**Object point labels**.
──────────────────────────────
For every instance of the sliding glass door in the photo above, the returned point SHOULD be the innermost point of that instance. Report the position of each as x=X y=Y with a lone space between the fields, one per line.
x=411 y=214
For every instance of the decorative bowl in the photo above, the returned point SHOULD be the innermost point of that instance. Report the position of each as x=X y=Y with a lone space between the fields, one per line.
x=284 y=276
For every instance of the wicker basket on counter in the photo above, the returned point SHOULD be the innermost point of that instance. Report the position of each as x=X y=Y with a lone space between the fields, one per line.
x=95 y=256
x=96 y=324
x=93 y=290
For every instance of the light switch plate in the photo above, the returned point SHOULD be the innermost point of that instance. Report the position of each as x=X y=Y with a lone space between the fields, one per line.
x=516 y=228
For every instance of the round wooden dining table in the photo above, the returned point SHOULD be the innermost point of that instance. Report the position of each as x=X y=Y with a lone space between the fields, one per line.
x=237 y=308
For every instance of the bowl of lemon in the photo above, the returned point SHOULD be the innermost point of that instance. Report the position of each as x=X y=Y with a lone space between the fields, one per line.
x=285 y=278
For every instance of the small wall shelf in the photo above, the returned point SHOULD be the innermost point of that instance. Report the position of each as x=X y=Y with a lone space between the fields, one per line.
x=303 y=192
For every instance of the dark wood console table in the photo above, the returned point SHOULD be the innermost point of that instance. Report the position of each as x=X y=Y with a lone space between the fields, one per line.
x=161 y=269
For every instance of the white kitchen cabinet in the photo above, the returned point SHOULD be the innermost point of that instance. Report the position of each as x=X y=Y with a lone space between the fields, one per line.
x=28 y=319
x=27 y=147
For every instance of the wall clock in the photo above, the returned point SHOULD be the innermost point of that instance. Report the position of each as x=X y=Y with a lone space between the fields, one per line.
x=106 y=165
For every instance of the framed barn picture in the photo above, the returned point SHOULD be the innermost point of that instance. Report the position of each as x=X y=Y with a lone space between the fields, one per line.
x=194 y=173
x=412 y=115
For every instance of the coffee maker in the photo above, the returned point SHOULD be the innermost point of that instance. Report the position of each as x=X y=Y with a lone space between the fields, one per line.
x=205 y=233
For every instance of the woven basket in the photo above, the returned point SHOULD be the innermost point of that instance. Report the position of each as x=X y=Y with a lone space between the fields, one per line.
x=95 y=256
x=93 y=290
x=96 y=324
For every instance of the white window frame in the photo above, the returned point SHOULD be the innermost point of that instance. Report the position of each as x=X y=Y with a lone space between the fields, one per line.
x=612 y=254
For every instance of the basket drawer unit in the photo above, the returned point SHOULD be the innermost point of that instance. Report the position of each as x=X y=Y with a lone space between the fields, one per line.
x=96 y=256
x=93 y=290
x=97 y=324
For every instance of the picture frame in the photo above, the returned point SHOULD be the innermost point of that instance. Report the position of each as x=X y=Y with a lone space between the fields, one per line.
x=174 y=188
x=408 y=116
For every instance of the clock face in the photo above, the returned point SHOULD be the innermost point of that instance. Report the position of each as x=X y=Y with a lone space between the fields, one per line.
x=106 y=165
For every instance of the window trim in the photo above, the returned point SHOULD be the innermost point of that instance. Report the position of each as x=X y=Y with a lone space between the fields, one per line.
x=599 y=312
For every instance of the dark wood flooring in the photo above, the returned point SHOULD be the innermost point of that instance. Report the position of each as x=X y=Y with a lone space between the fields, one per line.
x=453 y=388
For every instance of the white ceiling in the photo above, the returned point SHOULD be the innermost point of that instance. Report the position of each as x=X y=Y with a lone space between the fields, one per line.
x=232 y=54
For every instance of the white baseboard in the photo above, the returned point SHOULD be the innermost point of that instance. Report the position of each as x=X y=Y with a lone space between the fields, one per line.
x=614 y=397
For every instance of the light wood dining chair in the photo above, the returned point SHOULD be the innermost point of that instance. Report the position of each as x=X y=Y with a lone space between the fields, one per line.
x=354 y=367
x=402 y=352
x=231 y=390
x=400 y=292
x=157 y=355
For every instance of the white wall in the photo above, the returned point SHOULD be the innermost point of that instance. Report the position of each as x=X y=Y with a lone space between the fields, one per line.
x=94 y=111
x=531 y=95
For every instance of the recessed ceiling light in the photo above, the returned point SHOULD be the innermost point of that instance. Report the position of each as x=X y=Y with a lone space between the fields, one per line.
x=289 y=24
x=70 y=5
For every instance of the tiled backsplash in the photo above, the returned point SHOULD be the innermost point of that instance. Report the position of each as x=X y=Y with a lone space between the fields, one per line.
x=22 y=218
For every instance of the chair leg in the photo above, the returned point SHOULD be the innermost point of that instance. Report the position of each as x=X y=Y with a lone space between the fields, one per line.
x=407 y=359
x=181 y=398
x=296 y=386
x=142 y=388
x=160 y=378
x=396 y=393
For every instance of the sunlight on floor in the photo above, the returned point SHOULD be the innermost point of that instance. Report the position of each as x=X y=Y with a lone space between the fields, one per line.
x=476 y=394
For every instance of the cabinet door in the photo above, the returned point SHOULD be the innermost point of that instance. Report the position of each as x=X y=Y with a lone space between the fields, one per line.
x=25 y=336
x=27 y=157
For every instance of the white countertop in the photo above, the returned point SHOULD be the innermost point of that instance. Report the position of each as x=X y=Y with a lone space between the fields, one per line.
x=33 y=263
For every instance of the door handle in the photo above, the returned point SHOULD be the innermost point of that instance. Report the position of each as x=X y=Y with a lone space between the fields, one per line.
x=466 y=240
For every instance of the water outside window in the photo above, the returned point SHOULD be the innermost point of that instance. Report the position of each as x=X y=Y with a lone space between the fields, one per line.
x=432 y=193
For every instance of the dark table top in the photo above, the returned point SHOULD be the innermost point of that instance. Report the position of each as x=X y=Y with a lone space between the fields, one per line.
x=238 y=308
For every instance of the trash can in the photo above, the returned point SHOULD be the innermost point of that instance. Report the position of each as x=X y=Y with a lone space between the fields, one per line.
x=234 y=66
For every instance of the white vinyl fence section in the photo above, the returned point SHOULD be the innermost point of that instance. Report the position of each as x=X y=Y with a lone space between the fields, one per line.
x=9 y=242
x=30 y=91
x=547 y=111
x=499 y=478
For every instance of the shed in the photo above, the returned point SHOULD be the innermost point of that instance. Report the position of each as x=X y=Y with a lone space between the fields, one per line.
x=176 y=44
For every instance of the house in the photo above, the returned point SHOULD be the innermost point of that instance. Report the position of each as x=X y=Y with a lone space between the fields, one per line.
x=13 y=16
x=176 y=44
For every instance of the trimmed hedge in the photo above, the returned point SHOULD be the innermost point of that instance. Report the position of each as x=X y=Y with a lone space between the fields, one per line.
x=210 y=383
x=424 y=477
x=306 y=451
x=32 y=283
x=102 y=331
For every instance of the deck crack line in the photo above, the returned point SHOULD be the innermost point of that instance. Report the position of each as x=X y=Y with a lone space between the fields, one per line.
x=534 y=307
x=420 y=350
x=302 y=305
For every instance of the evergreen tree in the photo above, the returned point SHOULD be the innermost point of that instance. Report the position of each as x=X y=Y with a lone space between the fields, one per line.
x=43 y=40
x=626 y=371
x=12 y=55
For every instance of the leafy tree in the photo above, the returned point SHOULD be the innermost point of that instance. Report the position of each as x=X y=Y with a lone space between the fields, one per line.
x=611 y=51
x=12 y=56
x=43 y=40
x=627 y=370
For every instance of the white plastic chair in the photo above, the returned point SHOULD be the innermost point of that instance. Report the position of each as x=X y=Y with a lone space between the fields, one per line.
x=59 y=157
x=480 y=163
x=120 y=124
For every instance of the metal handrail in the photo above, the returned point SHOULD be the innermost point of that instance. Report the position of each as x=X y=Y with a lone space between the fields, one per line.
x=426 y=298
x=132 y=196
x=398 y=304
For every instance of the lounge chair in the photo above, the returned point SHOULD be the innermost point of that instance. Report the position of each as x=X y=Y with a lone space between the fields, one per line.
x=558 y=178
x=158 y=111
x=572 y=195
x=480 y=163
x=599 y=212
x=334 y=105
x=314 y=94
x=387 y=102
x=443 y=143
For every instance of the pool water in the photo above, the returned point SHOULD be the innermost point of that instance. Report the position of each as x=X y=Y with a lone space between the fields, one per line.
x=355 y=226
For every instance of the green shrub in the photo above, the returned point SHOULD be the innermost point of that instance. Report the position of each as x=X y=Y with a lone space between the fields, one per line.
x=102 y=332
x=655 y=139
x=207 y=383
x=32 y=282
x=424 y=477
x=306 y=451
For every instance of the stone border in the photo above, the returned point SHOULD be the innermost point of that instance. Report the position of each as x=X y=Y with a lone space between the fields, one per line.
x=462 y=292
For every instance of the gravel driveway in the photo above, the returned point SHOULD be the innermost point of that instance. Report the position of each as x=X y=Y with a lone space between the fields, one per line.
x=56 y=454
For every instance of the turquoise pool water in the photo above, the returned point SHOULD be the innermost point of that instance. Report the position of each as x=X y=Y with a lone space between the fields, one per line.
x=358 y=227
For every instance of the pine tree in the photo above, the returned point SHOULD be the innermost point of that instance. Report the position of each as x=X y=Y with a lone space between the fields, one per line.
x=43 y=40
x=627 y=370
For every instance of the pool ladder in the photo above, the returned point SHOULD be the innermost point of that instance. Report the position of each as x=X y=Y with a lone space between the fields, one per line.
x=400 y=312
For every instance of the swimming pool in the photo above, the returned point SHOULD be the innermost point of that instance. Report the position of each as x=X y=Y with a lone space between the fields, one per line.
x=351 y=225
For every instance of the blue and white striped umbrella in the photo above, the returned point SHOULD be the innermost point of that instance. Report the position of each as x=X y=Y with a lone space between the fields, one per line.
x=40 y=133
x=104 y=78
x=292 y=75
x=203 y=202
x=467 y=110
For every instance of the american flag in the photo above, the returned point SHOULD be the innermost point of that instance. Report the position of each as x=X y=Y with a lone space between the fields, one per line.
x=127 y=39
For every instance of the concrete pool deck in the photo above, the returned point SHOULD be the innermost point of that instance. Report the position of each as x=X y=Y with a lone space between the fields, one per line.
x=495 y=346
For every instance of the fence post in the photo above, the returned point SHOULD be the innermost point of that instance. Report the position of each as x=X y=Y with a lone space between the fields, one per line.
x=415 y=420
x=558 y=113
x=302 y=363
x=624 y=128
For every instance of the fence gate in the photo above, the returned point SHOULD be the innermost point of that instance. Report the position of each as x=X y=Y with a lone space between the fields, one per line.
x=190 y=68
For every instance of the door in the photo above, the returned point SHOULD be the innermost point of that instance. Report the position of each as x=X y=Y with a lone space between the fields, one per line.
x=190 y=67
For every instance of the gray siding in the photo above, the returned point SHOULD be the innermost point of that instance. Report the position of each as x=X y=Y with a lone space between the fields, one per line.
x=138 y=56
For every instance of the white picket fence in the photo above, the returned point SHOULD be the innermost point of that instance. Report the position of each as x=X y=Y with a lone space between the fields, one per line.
──────────────────────────────
**WHAT TO DO**.
Copy the lines of the data above exactly as they appear, starting at the line with "For every instance of the concrete" and ending with, and including, the line with "x=495 y=346".

**ANSWER**.
For every instance of the concrete pool deck in the photo above, the returned point SHOULD be the innermost point of that instance. Report the position of each as x=X y=Y with a lone space between the fields, one per line.
x=495 y=346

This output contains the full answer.